**Work required**
Restate all the data word for word and omit the pictures.

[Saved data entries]
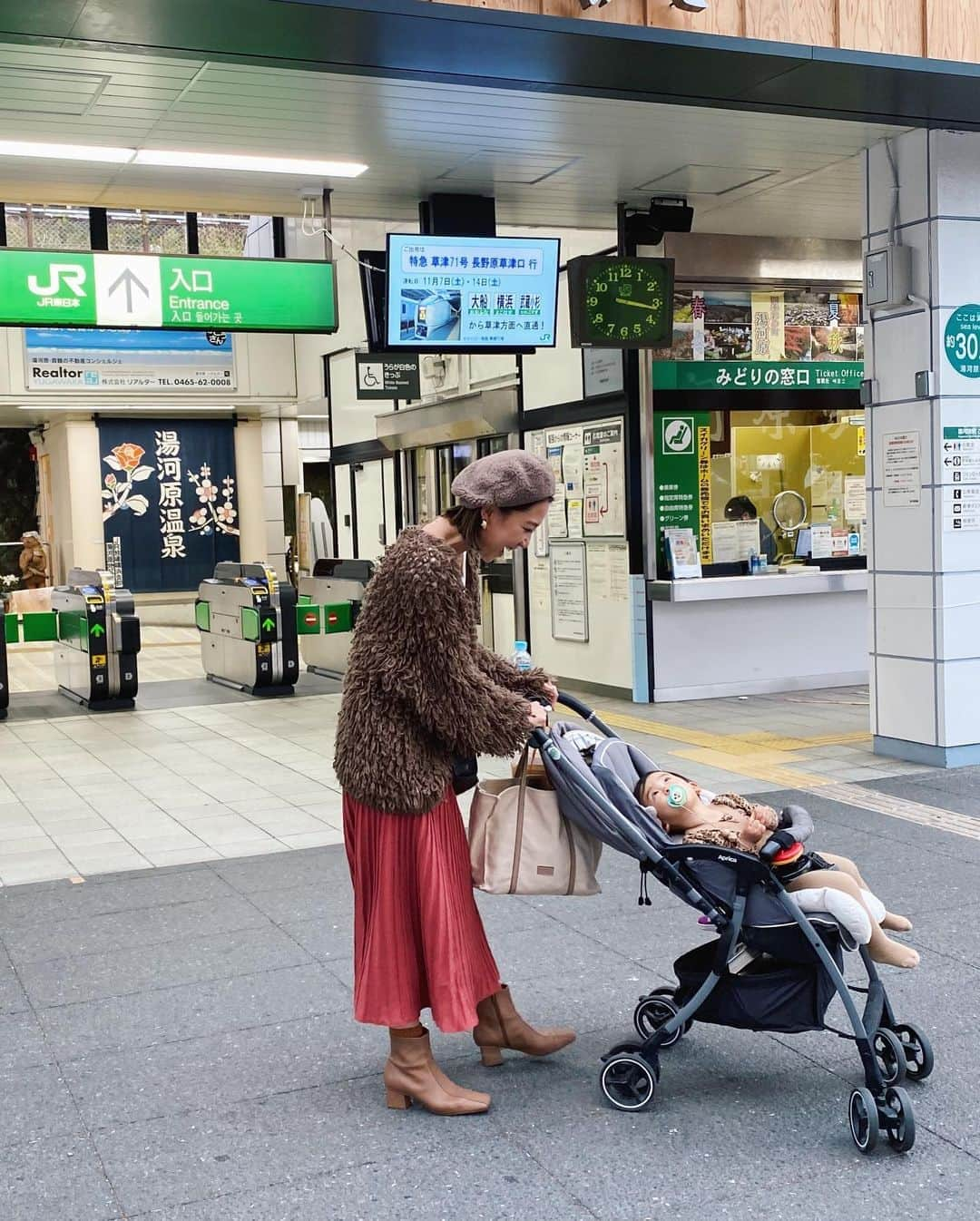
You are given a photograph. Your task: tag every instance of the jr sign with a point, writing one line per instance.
(185, 293)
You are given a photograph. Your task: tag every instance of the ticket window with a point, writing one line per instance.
(818, 454)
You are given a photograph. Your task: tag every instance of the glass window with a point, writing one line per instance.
(46, 228)
(815, 457)
(147, 232)
(222, 235)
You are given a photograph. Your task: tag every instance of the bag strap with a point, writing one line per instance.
(522, 793)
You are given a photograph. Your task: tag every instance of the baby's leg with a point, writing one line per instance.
(892, 922)
(881, 948)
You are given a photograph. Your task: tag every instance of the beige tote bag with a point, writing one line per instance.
(521, 844)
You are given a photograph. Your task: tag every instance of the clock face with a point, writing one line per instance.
(627, 303)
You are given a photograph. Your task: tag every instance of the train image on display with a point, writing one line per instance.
(430, 315)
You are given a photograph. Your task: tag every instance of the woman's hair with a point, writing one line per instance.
(469, 522)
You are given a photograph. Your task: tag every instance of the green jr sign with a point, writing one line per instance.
(181, 293)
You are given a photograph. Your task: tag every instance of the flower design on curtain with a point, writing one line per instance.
(125, 472)
(212, 517)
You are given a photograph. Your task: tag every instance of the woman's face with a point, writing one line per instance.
(510, 529)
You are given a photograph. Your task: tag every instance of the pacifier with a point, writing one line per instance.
(677, 796)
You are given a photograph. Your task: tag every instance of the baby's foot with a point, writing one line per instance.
(892, 953)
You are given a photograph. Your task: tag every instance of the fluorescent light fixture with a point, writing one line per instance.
(185, 160)
(258, 164)
(66, 151)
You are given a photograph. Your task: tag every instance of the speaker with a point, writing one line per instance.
(445, 215)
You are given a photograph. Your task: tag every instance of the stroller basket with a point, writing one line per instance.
(768, 995)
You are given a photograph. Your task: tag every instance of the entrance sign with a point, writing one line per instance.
(962, 343)
(85, 360)
(173, 292)
(387, 375)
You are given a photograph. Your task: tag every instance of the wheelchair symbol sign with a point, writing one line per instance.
(679, 435)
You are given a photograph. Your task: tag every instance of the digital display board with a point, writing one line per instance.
(479, 293)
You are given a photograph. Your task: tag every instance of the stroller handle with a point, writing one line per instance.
(585, 712)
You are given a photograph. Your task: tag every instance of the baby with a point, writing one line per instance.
(730, 821)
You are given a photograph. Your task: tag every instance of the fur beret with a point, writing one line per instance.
(504, 481)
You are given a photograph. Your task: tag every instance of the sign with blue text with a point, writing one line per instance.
(170, 502)
(62, 358)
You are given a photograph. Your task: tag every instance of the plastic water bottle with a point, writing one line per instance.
(521, 657)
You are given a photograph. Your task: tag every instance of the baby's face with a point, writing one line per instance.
(658, 783)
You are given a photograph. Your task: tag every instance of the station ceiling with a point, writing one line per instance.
(550, 158)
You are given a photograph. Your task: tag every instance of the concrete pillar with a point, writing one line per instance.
(74, 469)
(924, 568)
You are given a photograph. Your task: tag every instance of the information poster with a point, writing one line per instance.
(901, 479)
(682, 479)
(961, 463)
(570, 602)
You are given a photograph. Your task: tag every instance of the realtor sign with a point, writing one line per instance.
(182, 293)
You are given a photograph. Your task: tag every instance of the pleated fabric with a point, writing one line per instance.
(419, 941)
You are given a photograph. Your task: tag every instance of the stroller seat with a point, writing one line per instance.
(772, 966)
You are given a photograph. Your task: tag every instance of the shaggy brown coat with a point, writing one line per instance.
(419, 687)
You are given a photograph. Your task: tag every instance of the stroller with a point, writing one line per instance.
(774, 966)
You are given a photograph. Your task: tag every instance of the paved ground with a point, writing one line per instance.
(176, 1040)
(177, 1044)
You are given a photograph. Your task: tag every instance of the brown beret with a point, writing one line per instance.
(504, 481)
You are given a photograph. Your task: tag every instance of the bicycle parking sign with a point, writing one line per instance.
(962, 345)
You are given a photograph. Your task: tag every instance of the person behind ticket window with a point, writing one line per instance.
(740, 508)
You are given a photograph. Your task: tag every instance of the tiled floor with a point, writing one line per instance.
(85, 794)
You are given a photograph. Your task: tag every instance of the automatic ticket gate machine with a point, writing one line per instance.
(338, 586)
(7, 636)
(249, 632)
(98, 641)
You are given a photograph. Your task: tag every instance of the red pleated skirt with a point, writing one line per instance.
(419, 941)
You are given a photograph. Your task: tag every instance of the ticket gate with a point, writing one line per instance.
(249, 638)
(97, 641)
(7, 625)
(338, 585)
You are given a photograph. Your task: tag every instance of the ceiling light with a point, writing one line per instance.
(65, 151)
(260, 164)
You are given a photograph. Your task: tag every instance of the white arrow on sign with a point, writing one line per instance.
(127, 289)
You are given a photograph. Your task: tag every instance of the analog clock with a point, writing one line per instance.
(621, 302)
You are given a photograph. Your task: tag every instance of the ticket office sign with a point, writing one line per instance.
(183, 293)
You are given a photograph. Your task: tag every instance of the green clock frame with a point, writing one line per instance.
(621, 302)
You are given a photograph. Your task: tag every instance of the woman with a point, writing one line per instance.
(420, 690)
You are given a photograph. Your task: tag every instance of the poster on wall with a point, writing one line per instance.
(570, 601)
(60, 358)
(762, 339)
(170, 501)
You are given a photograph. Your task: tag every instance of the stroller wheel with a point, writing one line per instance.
(862, 1114)
(652, 1012)
(627, 1082)
(891, 1056)
(919, 1059)
(898, 1118)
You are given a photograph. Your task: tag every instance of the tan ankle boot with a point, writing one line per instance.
(412, 1073)
(501, 1026)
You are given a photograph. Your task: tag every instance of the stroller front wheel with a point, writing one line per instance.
(627, 1082)
(862, 1115)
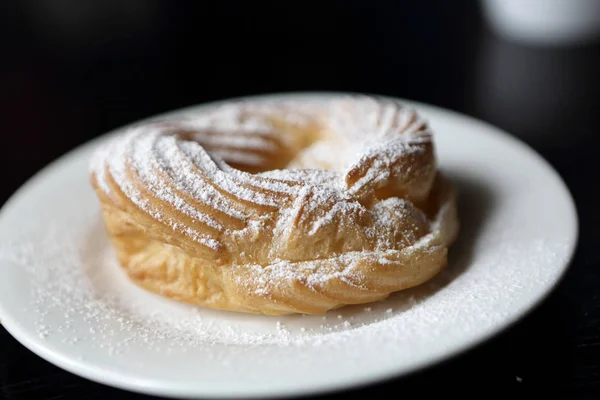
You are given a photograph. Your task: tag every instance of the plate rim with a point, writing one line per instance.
(145, 386)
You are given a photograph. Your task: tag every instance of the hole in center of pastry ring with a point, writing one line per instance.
(238, 196)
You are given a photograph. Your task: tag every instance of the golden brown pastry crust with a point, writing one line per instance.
(199, 210)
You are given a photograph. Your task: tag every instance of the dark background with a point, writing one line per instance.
(73, 69)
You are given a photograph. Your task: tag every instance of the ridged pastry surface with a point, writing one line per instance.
(278, 207)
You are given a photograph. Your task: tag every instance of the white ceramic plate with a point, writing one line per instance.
(63, 296)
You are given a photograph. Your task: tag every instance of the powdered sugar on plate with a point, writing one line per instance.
(64, 296)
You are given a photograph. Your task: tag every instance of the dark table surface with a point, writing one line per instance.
(72, 70)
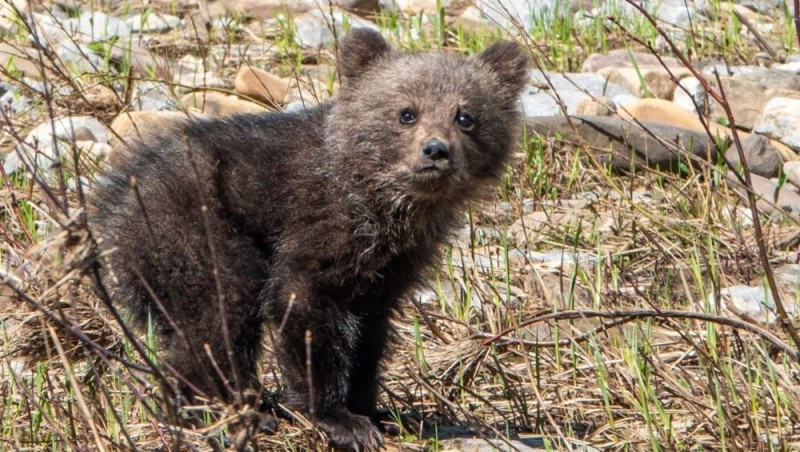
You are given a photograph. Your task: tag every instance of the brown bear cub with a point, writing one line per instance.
(314, 224)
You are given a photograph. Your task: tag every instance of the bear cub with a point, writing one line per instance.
(308, 226)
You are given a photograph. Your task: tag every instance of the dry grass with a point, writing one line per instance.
(623, 351)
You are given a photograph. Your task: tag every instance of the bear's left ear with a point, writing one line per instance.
(360, 49)
(509, 62)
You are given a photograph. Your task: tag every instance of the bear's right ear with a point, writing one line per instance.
(360, 49)
(509, 63)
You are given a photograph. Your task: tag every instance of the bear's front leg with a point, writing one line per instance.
(316, 347)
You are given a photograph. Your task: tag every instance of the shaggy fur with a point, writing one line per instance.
(314, 223)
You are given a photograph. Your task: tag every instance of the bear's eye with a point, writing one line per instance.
(407, 116)
(465, 121)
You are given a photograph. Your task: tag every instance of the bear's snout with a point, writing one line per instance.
(435, 150)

**Solved problem**
You are given a photograph. Your task: tag every instance of the jr sign with a point, writing one line per instance.
(185, 293)
You are given a photograph. Your task: tag every instance of the ticket window with a point, writing one line per instance.
(818, 454)
You are given a photograph. Your task: tag every instance of the glass window with a point, writing one line per instance.
(46, 228)
(815, 457)
(147, 232)
(222, 235)
You are given a photograph. Your task: tag every instance of the bag strap with a point, writing one line per instance.
(522, 793)
You are given a photograph. Your task: tag every instance of the baby's leg with a point, writing one line per instance.
(892, 922)
(881, 948)
You are given a photograph. Your task: tag every instance of the beige tote bag with a point, writing one line per instance.
(521, 844)
You are given a photograph. Your task: tag every instance of the clock face with a point, writing one line per instance.
(627, 303)
You are given a photograph. Your task: tag every instance of the train image on display with a point, writing one line per instance.
(430, 315)
You are given a photograph. Your task: tag every instance of the woman's hair with a point, writing one line per instance.
(469, 522)
You are given a photograph. Your task: tag every instance of the green jr sign with a point, writing one line per instance.
(181, 293)
You are given a photograph. Your task: tag every instance of the flower design on curtain with a point, writing one line per instance.
(125, 472)
(212, 517)
You are given a photograph. Your task: tag every instance of the woman's face with a point, writing one line per instance.
(510, 529)
You are given a photograph. Your task: tag every instance of the pacifier with a point, writing one line per instance.
(677, 796)
You are given a photograph. Your task: tag every instance of the baby's foot with a point, writing one line per instance.
(892, 953)
You are given a photograph. Your task: tag every instance of the fluorescent light fixture with a point, writing one line per instance.
(185, 160)
(258, 164)
(66, 151)
You are given a photograph. Your task: tag every instance of the speaker with a point, writing one line per instance.
(445, 215)
You are given a photograph. Your task: tag every instance of the stroller basket with a point, writing one line per instance.
(768, 995)
You are given a photograph. Your task: tag every instance of the entrance sign with a point, writing one line per instance.
(962, 343)
(85, 360)
(173, 292)
(387, 375)
You are given a photograph. Your task: tag every instance of the wheelchair symbol sign with a point, writing one line per instance.
(679, 435)
You are given a photograph. Your task: tag every instance of the digital display board with a point, writing one line per instance.
(479, 293)
You are given a photograph. Your task: tag every instance of the stroller handle with a point, writing one line per instance.
(585, 712)
You are given a photograph. Your task: tag every instance of the baby with a point, writing one line per instance.
(730, 821)
You are given a photograph. Your task: tag every instance of the fur beret with a point, writing one line per instance.
(504, 481)
You are given a photograph. Your task: tag every instance of the sign with blue text with a point, writing one line per instance.
(170, 502)
(62, 358)
You are given a photograph. Your task: tag every instance of the plastic water bottle with a point, writing one line per instance.
(521, 657)
You are given a photograph. Your task: tag every instance of the baby's face with a point, writing one line per instance.
(658, 783)
You are given a photograph. Your task: tag every instance of the station ceiling with a point, writing one line per instance.
(550, 158)
You are given a photograph. Your task: tag every instance of the concrete pillar with a point, writing one line per instance.
(74, 469)
(924, 568)
You are given a photograph. Your task: tag every instance of the information poster with a point, writing one line per instance.
(901, 479)
(682, 479)
(961, 463)
(570, 602)
You are given a photograph. Your task: tag every instance of the realtor sign with a point, writing one line per instance.
(182, 293)
You are given a photograph. Your task: tag every instance of the pleated fabric with a point, writing one line per instance.
(419, 941)
You are given a photograph. Your task: tag every instance of the stroller seat with a point, writing one line per instance.
(772, 966)
You are given a photograph. Your task: tag every instance of the shaggy brown coat with a point, writing one line per instance.
(419, 687)
You are given a photograph. Your task: tag every instance of the stroller with a point, writing one line per instance.
(774, 966)
You are given a photograph. Your task: tag every instance of the paved ground with a point, writing one line per instance.
(176, 1040)
(177, 1044)
You are given a photograph. Your task: tag every instance of the brown beret with a point, writing one line per instance.
(504, 481)
You are given a photograph. Your task: tag every instance of the bicycle parking sign with a point, writing one line per instance.
(962, 345)
You are given a photograph. Your task: tag every instance of the person behind ticket window with a point, writing one line per instance.
(740, 508)
You are given a photograph. Your task: tag every instance of the tiled floor with a point, writing one line per instance.
(85, 794)
You are given a photograph. Your task: tag every instance of the automatic ticket gate machine with a point, writing one line per instance.
(338, 586)
(7, 636)
(249, 632)
(98, 641)
You are given a photograph. Your task: tag every instance of the red pleated skirt with a point, writing one line per instance.
(419, 941)
You are given a photograph. Your task: tag every instance of the ticket gate with a point, writing one line per instance.
(249, 638)
(97, 641)
(7, 625)
(338, 585)
You are given a photograph. Your task: tag every instance of the ceiling light with a point, writing one line per instance.
(65, 151)
(260, 164)
You are given a photograph. Your task: tag every instance of the white arrow on sign with a point, writing one line per instance.
(127, 289)
You are given a photograph. Your task: tag every instance of the analog clock with a point, writing one line per instance.
(621, 302)
You are given a photograph. Your task: tag every instance of the ticket office sign with a point, writing one line per instance.
(183, 293)
You are given a photograph. Your task: tag every instance of the green clock frame with a point, writing one line per instance.
(621, 302)
You are given a photograph. Your task: tag every instance of the woman with a point, writing one line per instance.
(420, 690)
You are given a photograph. Your task: tag every instance of the poster on wall with a point, writing one line per instance.
(570, 601)
(60, 358)
(762, 339)
(170, 501)
You are given a photograph. Your task: tag every instance of the stroller wheel with a point, writing one line per instance.
(862, 1114)
(652, 1012)
(627, 1082)
(891, 1056)
(919, 1059)
(898, 1118)
You are given a photograph. Your task: tag every instance of the tan ankle boot with a point, writing one line per instance.
(412, 1073)
(501, 1026)
You are given a photograph. Your task: tag every instance of the stroller front wheel with a point, writing one line per instance.
(627, 1082)
(862, 1115)
You are given a photograph. Your task: tag every instance of the plate rim with a point, writing one line per instance.
(145, 386)
You are given a photograph. Your task: tag every instance of the hole in center of pastry ring with a point, writing one line per instance.
(238, 196)
You are given a photograph. Your task: tag every instance of the golden brown pastry crust with a point, writing one line per instance.
(199, 210)
You are given a photograph. Your task: tag every instance of the dark background with a point, writing one line per instance.
(73, 69)
You are given a photograph. Your task: tag every instance of the ridged pastry surface with a point, writing one line per instance.
(278, 207)
You are given a photograph. Your task: tag every instance of the white ceramic plate with a point, writing one line per instance.
(63, 296)
You are given a photograph. Your task: tag every instance of the powdered sugar on plate with a point, writing one line per instance.
(64, 296)
You are given a photograph. Your task: tag every instance of the dark table surface with a point, writing one line per instance.
(72, 70)
You are given a photograph. Your task: tag every instance of the brown bear cub with a point, writing one line per instance.
(314, 224)
You are given a photograph. Your task: tag every instance of the bear cub with a point, writing one line per instance.
(308, 226)
You are given a photograph. Your task: tag every instance of the dry grass with a point, writing one line per instance.
(623, 351)
You are given a photograph. Your task: tag every instance of the bear's left ear with a point, writing one line per instance.
(360, 49)
(509, 62)
You are given a photograph. Your task: tag every instance of the bear's right ear with a point, writing one line per instance.
(360, 49)
(509, 63)
You are given a photograph. Your task: tag every instance of the bear's front leg with a point, writing one line per instance.
(316, 347)
You are given a photograph. Your task: tag every instance of the shaggy fur with a point, writing one line per instance.
(314, 223)
You are given a photograph. Your task: tag every instance of the bear's eye with a point, writing one line per instance.
(407, 116)
(465, 121)
You are given a photograph. Your task: tag every instance of the bear's snout with a point, writing one line per instance.
(435, 150)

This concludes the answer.